Work required:
List every line in the listing below that contains the string "truck", treating uppercase and lowercase letters as distinct.

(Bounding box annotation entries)
───
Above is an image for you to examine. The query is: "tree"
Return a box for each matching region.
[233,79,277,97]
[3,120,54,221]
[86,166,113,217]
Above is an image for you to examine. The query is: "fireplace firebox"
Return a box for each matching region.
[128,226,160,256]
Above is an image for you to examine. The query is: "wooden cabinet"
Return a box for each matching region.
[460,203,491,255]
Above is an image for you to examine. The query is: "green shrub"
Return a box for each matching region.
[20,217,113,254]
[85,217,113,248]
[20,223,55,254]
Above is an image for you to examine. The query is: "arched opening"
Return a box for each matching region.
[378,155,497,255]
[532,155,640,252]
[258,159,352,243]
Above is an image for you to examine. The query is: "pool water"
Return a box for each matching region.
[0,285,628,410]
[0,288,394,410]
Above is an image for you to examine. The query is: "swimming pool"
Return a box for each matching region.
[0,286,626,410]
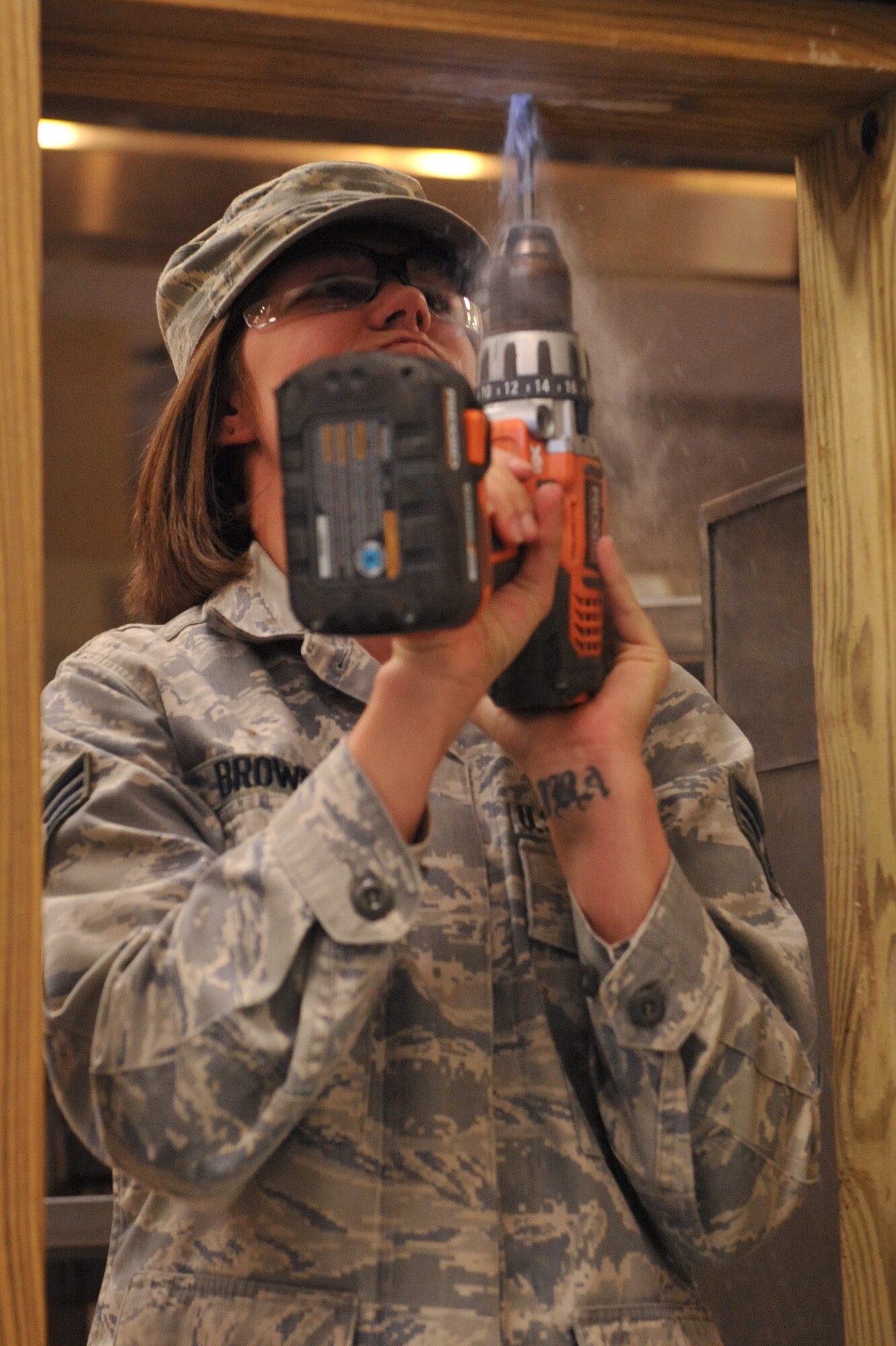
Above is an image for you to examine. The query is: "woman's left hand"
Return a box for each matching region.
───
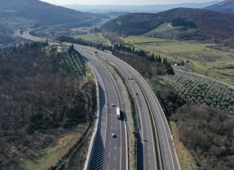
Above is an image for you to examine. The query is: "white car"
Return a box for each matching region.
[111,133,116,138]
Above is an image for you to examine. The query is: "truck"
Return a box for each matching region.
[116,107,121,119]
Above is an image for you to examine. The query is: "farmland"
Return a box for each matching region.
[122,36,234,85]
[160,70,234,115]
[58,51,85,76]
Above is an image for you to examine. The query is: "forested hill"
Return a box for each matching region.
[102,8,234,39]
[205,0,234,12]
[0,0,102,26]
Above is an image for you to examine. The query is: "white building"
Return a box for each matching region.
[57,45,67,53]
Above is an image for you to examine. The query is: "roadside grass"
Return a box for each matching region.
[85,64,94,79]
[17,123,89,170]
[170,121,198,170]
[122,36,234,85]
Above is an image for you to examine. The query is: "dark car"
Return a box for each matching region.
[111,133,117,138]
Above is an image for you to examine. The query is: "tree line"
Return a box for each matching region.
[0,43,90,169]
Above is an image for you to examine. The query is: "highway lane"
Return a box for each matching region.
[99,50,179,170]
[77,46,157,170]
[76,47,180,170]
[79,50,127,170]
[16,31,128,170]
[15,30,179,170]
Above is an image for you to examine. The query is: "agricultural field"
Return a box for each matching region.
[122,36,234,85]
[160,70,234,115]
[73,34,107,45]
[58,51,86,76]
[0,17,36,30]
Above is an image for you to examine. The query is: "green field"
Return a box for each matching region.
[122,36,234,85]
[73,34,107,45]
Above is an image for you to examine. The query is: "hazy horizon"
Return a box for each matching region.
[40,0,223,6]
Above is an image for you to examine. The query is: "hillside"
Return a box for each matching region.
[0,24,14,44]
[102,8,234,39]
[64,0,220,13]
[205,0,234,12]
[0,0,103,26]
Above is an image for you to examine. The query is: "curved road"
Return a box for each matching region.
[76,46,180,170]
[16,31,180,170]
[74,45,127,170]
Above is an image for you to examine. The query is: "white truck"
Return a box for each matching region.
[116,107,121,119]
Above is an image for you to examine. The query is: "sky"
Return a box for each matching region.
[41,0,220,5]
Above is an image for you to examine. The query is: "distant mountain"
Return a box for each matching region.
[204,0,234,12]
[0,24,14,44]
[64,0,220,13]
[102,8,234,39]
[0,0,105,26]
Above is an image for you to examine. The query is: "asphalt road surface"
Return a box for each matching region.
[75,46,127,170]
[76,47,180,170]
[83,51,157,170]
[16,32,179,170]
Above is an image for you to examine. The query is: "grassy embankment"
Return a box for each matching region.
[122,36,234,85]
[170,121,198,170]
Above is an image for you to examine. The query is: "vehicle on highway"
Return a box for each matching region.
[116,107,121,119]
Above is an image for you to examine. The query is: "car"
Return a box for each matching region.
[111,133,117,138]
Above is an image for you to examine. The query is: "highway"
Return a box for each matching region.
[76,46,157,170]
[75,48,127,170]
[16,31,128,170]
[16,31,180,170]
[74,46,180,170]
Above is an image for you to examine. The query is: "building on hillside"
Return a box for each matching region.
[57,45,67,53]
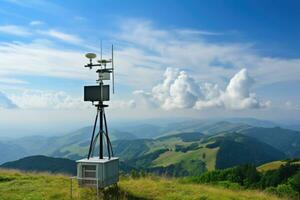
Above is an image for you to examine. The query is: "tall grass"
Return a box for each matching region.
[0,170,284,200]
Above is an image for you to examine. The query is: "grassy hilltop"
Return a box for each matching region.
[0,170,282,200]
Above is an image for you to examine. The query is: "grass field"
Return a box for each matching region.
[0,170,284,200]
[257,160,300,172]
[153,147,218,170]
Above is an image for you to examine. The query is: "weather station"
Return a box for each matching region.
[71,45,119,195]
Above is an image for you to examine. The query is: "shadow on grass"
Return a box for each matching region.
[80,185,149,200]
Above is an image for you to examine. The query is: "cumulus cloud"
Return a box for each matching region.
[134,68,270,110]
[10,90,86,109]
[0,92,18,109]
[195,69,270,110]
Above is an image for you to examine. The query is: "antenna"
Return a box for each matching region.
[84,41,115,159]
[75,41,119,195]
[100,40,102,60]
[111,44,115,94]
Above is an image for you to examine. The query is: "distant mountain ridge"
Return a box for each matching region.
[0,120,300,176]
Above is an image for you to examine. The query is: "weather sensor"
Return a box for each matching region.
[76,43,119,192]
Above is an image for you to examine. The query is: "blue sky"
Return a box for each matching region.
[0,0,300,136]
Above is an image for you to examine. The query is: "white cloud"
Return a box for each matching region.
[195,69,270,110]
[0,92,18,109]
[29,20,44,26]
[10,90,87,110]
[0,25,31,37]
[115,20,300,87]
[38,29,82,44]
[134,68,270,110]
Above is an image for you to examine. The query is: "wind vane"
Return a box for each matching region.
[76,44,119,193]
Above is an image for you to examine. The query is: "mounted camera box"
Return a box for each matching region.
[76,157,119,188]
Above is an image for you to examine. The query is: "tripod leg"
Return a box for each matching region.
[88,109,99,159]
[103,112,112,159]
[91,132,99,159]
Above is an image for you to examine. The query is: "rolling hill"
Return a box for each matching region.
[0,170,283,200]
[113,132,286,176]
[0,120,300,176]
───
Response for this exercise:
Above is an image for you to examine. The query is: "truck"
Above is an image for you to examine. The query is: "white truck"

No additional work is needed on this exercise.